Les artistes aussi sont préoccupés par le climat. « Terra eco » a concocté pour vous un parcours pour permettre aux petits comme aux grands de réfléchir au réchauffement en regardant des œuvres d’art.

A COP moins six semaines, vous avez déjà le cerveau saturé de degrés Celsius, de parties par million de CO2, de tonnes de gaz à effet de serre, de millimètres de mer qui monte. Vous avez beau tenter d’en faire passer un peu à vos marmots, histoire de les sensibiliser à ce qui va se jouer au début du mois de décembre au Bourget, c’est too much. Il faut changer de méthode. Il faut prendre l’air. Il vous faut de l’art à la rescousse. Car, pour parler du climat et de la responsabilité des humains dans cette affaire, il n’y a pas que les scientifiques. Terra eco a ce qu’il vous faut (du moins pour les Parisiens, on s’en excuse). Nous avons plongé dans l’Agenda culturel Paris Climat 2015, proposé par le site ArtCop21, et concocté un petit parcours à faire avec vos mouflets ce week-end. Vous pourrez, en sus, crâner dans vos prochains dîners en ville.

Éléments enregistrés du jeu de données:

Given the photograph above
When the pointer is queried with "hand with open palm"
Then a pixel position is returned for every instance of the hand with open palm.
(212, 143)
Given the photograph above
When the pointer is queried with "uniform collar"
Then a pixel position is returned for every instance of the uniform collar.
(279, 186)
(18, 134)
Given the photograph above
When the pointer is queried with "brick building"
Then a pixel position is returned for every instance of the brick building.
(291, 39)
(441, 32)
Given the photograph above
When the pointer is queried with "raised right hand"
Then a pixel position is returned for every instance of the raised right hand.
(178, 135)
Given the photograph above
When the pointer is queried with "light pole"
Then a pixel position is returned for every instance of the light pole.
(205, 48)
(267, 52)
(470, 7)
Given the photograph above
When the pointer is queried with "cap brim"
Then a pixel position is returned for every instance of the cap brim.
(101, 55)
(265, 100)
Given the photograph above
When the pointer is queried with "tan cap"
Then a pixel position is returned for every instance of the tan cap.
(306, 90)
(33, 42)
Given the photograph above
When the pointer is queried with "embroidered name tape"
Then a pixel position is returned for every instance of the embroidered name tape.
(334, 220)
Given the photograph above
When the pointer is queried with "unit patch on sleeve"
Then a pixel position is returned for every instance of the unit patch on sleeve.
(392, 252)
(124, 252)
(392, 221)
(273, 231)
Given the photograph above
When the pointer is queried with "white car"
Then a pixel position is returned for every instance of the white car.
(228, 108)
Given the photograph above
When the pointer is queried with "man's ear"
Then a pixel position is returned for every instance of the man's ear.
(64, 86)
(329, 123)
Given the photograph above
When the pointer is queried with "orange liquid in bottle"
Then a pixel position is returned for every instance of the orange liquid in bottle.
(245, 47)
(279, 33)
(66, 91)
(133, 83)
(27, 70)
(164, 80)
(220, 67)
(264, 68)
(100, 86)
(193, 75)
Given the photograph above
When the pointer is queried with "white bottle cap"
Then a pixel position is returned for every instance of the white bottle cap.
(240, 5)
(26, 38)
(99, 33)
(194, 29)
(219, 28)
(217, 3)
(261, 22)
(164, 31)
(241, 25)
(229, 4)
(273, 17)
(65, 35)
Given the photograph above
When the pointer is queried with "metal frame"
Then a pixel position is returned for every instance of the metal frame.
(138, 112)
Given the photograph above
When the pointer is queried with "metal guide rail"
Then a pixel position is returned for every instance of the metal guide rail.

» Tâche à réaliser
Reproduisez, s'il vous plaît, le passage de l'extrait sur l'art et le climat compris entre « Les artistes aussi » et « des œuvres d’art. », bornes incluses.

» Résultat de la tâche
Les artistes aussi sont préoccupés par le climat. « Terra eco » a concocté pour vous un parcours pour permettre aux petits comme aux grands de réfléchir au réchauffement en regardant des œuvres d’art.